Set task: Rewrite each line of the records below as a JSON list of strings, one string per line, leaving out blank lines.

=====

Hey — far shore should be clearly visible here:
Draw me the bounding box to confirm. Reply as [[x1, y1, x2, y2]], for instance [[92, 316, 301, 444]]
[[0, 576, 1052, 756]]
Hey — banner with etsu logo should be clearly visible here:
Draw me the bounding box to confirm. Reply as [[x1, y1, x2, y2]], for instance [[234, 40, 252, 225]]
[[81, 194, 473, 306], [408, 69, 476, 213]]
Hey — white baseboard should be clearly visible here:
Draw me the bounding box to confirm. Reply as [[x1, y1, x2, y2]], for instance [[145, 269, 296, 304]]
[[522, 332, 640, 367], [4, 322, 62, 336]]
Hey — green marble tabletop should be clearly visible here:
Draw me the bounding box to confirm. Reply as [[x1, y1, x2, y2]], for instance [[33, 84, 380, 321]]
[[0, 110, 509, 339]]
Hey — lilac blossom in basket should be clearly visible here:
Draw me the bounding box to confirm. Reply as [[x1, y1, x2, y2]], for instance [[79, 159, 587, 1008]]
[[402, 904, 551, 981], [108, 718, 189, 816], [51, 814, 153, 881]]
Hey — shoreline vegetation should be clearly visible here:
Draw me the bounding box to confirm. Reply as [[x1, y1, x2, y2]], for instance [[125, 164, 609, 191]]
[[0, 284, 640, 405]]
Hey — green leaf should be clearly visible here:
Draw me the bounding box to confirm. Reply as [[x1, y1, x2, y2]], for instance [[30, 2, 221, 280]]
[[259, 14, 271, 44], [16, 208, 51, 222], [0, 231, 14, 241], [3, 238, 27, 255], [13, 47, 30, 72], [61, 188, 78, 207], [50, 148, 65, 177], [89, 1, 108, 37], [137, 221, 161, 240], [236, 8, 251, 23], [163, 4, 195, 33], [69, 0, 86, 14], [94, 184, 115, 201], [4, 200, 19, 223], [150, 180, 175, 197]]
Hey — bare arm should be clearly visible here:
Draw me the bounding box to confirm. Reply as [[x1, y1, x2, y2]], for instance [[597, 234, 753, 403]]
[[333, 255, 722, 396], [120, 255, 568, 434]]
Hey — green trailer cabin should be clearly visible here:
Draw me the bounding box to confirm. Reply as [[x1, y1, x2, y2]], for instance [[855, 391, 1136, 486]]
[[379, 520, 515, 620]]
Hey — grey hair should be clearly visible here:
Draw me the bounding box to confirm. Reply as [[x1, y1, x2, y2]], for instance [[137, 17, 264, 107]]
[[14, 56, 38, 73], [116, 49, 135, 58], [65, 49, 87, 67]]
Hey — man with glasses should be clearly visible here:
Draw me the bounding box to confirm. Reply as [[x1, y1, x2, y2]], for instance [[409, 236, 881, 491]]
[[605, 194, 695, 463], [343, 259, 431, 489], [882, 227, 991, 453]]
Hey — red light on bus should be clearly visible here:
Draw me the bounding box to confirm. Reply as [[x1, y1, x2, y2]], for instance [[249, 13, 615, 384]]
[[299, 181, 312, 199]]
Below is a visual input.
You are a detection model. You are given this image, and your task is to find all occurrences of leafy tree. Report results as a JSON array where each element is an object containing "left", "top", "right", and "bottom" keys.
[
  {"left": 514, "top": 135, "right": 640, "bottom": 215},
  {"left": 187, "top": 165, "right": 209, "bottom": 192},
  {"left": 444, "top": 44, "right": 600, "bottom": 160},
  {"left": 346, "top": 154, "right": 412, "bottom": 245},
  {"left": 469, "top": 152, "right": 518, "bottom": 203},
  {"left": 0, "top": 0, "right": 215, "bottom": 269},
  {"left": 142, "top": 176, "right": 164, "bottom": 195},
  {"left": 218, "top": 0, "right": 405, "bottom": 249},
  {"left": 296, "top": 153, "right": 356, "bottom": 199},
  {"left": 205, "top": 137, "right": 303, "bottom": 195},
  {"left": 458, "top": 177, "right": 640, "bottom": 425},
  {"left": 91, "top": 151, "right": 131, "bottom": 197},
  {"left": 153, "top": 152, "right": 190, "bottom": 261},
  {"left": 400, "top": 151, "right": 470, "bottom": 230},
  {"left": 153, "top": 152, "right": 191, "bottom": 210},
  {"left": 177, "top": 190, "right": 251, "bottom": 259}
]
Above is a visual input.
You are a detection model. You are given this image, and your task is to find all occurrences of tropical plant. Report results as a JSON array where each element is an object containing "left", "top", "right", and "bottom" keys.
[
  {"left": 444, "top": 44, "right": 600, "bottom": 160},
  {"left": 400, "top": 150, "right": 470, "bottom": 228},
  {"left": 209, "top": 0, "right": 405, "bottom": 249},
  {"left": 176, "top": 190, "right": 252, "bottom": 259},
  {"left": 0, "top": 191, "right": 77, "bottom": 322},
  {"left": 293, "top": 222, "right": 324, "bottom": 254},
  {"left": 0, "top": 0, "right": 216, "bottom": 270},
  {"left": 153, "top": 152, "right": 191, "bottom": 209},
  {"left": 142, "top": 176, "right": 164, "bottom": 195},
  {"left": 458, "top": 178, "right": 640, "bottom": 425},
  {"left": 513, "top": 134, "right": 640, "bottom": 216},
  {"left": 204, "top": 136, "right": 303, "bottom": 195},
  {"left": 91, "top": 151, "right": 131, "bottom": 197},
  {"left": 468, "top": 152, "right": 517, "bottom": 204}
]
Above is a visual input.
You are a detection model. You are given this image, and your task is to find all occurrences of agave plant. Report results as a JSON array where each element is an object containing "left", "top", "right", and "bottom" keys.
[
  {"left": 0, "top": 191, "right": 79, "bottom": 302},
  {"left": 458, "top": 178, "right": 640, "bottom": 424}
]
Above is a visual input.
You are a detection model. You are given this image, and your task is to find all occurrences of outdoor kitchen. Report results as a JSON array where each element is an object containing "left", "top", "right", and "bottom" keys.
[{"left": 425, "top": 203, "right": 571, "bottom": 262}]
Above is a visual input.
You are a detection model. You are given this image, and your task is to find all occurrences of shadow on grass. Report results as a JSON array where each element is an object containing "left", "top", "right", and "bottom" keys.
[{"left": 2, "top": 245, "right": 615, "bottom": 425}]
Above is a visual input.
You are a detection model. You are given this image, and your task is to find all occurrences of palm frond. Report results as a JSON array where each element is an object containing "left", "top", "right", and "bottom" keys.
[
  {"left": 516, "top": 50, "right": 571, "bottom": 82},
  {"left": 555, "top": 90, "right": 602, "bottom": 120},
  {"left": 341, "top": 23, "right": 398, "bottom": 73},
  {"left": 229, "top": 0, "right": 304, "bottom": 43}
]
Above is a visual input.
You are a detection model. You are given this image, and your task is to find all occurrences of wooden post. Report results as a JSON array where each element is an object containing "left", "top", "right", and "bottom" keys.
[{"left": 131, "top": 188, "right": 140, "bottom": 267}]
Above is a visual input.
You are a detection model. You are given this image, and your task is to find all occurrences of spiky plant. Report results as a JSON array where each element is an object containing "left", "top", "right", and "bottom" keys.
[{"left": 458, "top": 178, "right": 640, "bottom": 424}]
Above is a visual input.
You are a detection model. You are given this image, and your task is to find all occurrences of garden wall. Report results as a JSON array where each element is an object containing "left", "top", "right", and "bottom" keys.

=====

Full solution:
[
  "Hey — far shore should be clearly visible here:",
  "Draw me the bounding box to confirm. Reply as [[x1, y1, x2, y2]], for instance [[92, 316, 301, 444]]",
  "[[0, 576, 1052, 756]]",
  "Hey — banner with etsu logo should be clearly visible here:",
  "Draw me the bounding box to confirm. Reply as [[x1, y1, x2, y2]], for instance [[234, 40, 252, 225]]",
  "[[81, 194, 473, 306], [408, 69, 476, 213]]",
  "Hey — white baseboard should be clearly visible here:",
  "Draw me the bounding box to confirm. Reply as [[x1, y1, x2, y2]], for instance [[145, 269, 296, 304]]",
  "[[522, 332, 640, 367], [4, 322, 62, 336]]",
  "Hey — green marble tabletop should be clearly visible here:",
  "Draw me the bounding box to confirm. Reply as [[x1, y1, x2, y2]], for instance [[33, 84, 380, 321]]",
  "[[0, 110, 509, 339]]",
  "Hey — lilac blossom in basket should be clearly visible here:",
  "Draw me the bounding box to confirm. Reply as [[x1, y1, x2, y2]], for instance [[79, 159, 587, 1008]]",
  "[[402, 904, 551, 981], [108, 718, 189, 816], [51, 814, 153, 881]]",
  "Hey — shoreline vegetation should be clearly visible here:",
  "Draw me the bounding box to confirm. Reply as [[x1, y1, x2, y2]], for instance [[125, 164, 609, 191]]",
  "[[0, 284, 640, 405]]",
  "Hey — green leaf should be clearly visible here:",
  "Draw me the bounding box to confirm. Reply as [[x1, y1, x2, y2]], for instance [[30, 2, 221, 280]]",
  "[[259, 14, 271, 44], [16, 208, 51, 222], [0, 231, 14, 241], [3, 238, 27, 255], [13, 47, 30, 72], [61, 188, 78, 207], [50, 148, 65, 177], [89, 1, 108, 37], [137, 221, 161, 240], [236, 8, 251, 23], [163, 4, 195, 33], [69, 0, 86, 14], [94, 184, 115, 201], [4, 200, 19, 223], [150, 180, 175, 197]]",
  "Hey — bare arm should be clearly visible here:",
  "Draw me the bounding box to confirm. Reply as [[x1, y1, x2, y2]], for instance [[597, 234, 753, 403]]",
  "[[333, 255, 722, 396], [120, 255, 568, 434]]",
  "Hey — green trailer cabin should be clearly visible here:",
  "Draw me the bounding box to confirm. Reply as [[x1, y1, x2, y2]], for instance [[855, 391, 1136, 486]]",
  "[[379, 520, 515, 620]]",
  "Hey — grey hair should be clearly visible here:",
  "Draw me the bounding box to confirm. Reply as [[x1, y1, x2, y2]], for instance [[137, 17, 264, 107]]",
  "[[14, 56, 38, 73], [116, 49, 135, 58], [65, 49, 87, 67]]",
  "Hey — man with glasses should be clearly visible here:",
  "Draw me the bounding box to confirm. Reply as [[x1, y1, x2, y2]], for instance [[409, 236, 881, 491]]",
  "[[605, 194, 695, 463], [343, 259, 431, 489], [882, 227, 991, 453]]",
  "Hey — red light on bus should be clearly visible here:",
  "Draw me the bounding box to confirm. Reply as [[x1, y1, x2, y2]], for instance [[249, 13, 615, 384]]",
  "[[299, 181, 312, 199]]",
  "Below is a visual input.",
  "You are a detection model. You are given this image, and your task is to find all occurrences of leafy tree. Report results as a JSON array where each element is an object containing \"left\", \"top\", \"right\", and \"bottom\" keys.",
  "[",
  "  {\"left\": 514, \"top\": 135, \"right\": 640, \"bottom\": 215},",
  "  {\"left\": 187, \"top\": 165, \"right\": 209, \"bottom\": 192},",
  "  {\"left\": 444, \"top\": 44, \"right\": 600, \"bottom\": 160},",
  "  {\"left\": 346, \"top\": 154, \"right\": 412, \"bottom\": 245},",
  "  {\"left\": 469, \"top\": 152, \"right\": 518, \"bottom\": 203},",
  "  {\"left\": 0, \"top\": 0, \"right\": 215, \"bottom\": 269},",
  "  {\"left\": 142, \"top\": 176, \"right\": 164, \"bottom\": 195},",
  "  {\"left\": 218, \"top\": 0, \"right\": 405, \"bottom\": 249},",
  "  {\"left\": 296, \"top\": 153, \"right\": 356, \"bottom\": 199},",
  "  {\"left\": 205, \"top\": 137, \"right\": 303, \"bottom\": 195},",
  "  {\"left\": 458, \"top\": 177, \"right\": 640, \"bottom\": 425},",
  "  {\"left\": 91, \"top\": 151, \"right\": 131, \"bottom\": 197},",
  "  {\"left\": 153, \"top\": 152, \"right\": 190, \"bottom\": 261},",
  "  {\"left\": 400, \"top\": 151, \"right\": 470, \"bottom\": 230},",
  "  {\"left\": 153, \"top\": 152, \"right\": 191, \"bottom\": 210},",
  "  {\"left\": 177, \"top\": 190, \"right\": 251, \"bottom\": 259}",
  "]",
  "Above is a visual input.",
  "You are a detection model. You are given this image, and your task is to find all occurrences of tropical plant. Report results as a JSON array where each element is an object containing \"left\", \"top\", \"right\", and \"bottom\" keys.",
  "[",
  "  {\"left\": 444, \"top\": 44, \"right\": 600, \"bottom\": 160},",
  "  {\"left\": 400, \"top\": 150, \"right\": 470, \"bottom\": 228},",
  "  {\"left\": 209, \"top\": 0, \"right\": 405, \"bottom\": 249},",
  "  {\"left\": 176, \"top\": 190, \"right\": 252, \"bottom\": 259},",
  "  {\"left\": 0, \"top\": 191, \"right\": 77, \"bottom\": 322},",
  "  {\"left\": 293, \"top\": 222, \"right\": 324, \"bottom\": 254},",
  "  {\"left\": 0, \"top\": 0, \"right\": 216, \"bottom\": 270},",
  "  {\"left\": 153, \"top\": 152, \"right\": 191, \"bottom\": 209},",
  "  {\"left\": 142, \"top\": 176, \"right\": 164, \"bottom\": 195},",
  "  {\"left\": 458, \"top\": 178, \"right\": 640, \"bottom\": 425},",
  "  {\"left\": 513, \"top\": 134, \"right\": 640, \"bottom\": 216},",
  "  {\"left\": 204, \"top\": 136, \"right\": 303, \"bottom\": 195},",
  "  {\"left\": 91, \"top\": 151, \"right\": 131, \"bottom\": 197},",
  "  {\"left\": 468, \"top\": 152, \"right\": 517, \"bottom\": 204}",
  "]",
  "Above is a visual input.",
  "You are a detection model. You are given this image, and your task is to find all occurrences of agave plant. Report results as a JSON array where each element is an object containing \"left\", \"top\", \"right\", and \"bottom\" keys.",
  "[",
  "  {\"left\": 0, \"top\": 191, \"right\": 79, \"bottom\": 302},",
  "  {\"left\": 458, \"top\": 178, \"right\": 640, \"bottom\": 424}",
  "]",
  "Above is a visual input.",
  "You are a detection model. You are given this image, and your task is to find all occurrences of outdoor kitchen. Report results as a JSON array where each element is an object containing \"left\", \"top\", \"right\", and \"bottom\" keys.",
  "[{\"left\": 425, \"top\": 203, \"right\": 571, \"bottom\": 262}]",
  "Above is a visual input.",
  "You are a detection model. You are given this image, and your task is to find all occurrences of shadow on grass. Report results as a JSON array where each element is an object containing \"left\", \"top\", \"right\", and \"bottom\" keys.",
  "[{\"left\": 2, \"top\": 245, \"right\": 615, \"bottom\": 425}]",
  "Above is a visual input.",
  "You are a detection model. You are given this image, and your task is to find all occurrences of palm frond. Report results as a JSON array where each element is an object containing \"left\", \"top\", \"right\", and \"bottom\" keys.",
  "[",
  "  {\"left\": 516, \"top\": 50, \"right\": 571, \"bottom\": 82},",
  "  {\"left\": 555, \"top\": 90, \"right\": 602, \"bottom\": 120},",
  "  {\"left\": 341, \"top\": 23, \"right\": 398, \"bottom\": 73},",
  "  {\"left\": 229, \"top\": 0, \"right\": 304, \"bottom\": 43}",
  "]",
  "Above is a visual input.",
  "You are a detection model. You are given this image, and your task is to find all occurrences of wooden post. Report results as a JSON array where each element is an object containing \"left\", \"top\", \"right\", and \"bottom\" keys.",
  "[{\"left\": 131, \"top\": 188, \"right\": 140, \"bottom\": 267}]",
  "Above is a visual input.",
  "You are a detection model. You are given this image, and your task is to find all occurrences of spiky plant. Report results as a JSON array where each element is an object containing \"left\", \"top\", \"right\", and \"bottom\" keys.",
  "[{\"left\": 458, \"top\": 178, \"right\": 640, \"bottom\": 424}]",
  "Above is a visual input.",
  "You are a detection model. You are given this image, and your task is to find all occurrences of garden wall. Report results as a JSON array where each element is an object containing \"left\", \"top\", \"right\", and \"bottom\" keys."
]